→ **Material provided**

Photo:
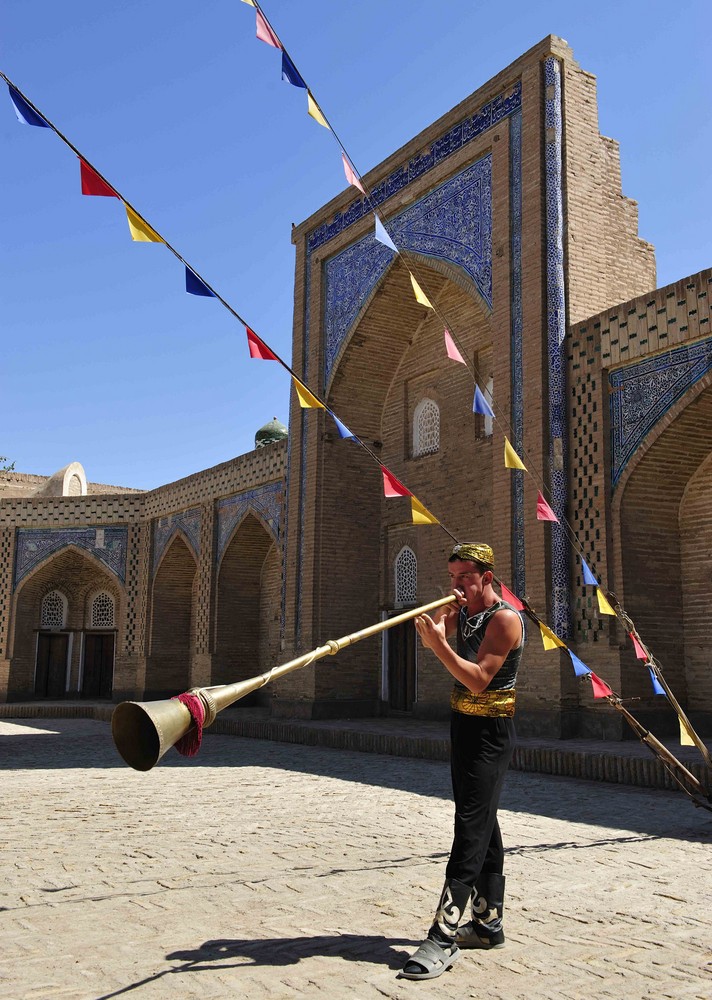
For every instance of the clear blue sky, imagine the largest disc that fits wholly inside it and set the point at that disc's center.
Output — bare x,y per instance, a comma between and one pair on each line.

---

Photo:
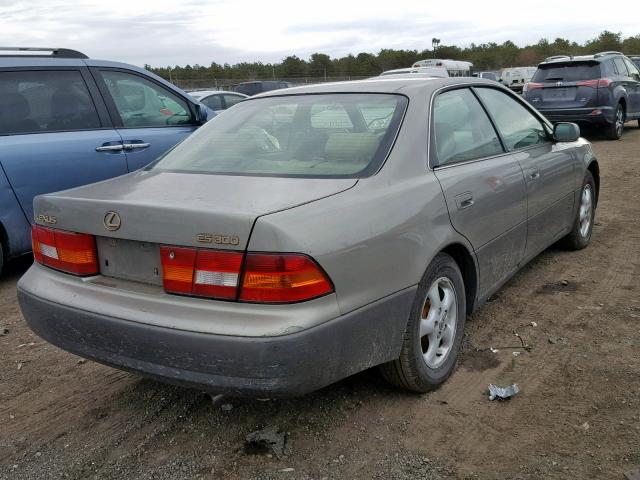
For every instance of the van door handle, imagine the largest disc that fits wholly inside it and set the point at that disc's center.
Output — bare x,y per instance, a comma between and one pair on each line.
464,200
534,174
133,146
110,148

* * *

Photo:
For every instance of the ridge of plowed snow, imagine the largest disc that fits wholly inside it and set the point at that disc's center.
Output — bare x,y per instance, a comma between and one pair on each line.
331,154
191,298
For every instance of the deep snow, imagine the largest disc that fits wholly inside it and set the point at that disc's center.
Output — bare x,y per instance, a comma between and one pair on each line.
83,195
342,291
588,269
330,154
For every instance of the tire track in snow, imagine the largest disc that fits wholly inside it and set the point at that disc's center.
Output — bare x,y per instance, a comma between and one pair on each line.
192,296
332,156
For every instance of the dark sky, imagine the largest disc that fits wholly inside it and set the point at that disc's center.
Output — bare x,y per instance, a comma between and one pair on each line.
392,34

→ **Your objective**
Only lines with the word "wholly" are wanted. Find and copy them from the records above.

→ **Your solution**
For every instance of the clear blue sky, imagine the largest disc that fits wholly inside it and set the point at that disc's center.
For every instance of the van door handle, imagine the largest disc that fits wholly inside it and set the point at that disc's center.
For every instance of the ridge of plowed snow, imagine the largest disc that fits wholly inside it and set the point at that disc's center.
For every instance of the deep snow, imagine the largest disc that fits wholly inside it and set the point at that disc's center.
For every instance of the tire track in snow, imagine the largest disc that fits wholly inside it and set the point at that disc's center.
For every instance of the dark sky, imagine the largest disc that fits wholly inside it and set the point at that disc's center.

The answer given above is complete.